__TASK GOAL__: Repeat every record below line for line, leaving out the pictures.

__MATERIAL PROVIDED__:
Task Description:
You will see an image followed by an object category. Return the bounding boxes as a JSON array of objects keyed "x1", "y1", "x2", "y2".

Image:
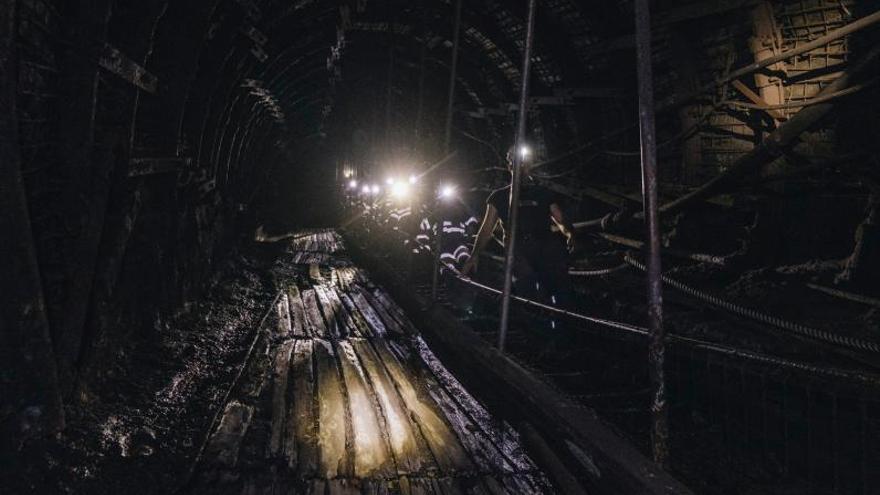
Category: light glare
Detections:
[
  {"x1": 440, "y1": 184, "x2": 455, "y2": 199},
  {"x1": 391, "y1": 182, "x2": 409, "y2": 198}
]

__WRITTEN ANSWER__:
Task Description:
You will see an image followed by an object category. Return the bounding boxes as a JSON array of objects keyed "x1", "y1", "x2", "y2".

Image:
Category: light glare
Detections:
[
  {"x1": 440, "y1": 184, "x2": 455, "y2": 199},
  {"x1": 391, "y1": 182, "x2": 409, "y2": 198}
]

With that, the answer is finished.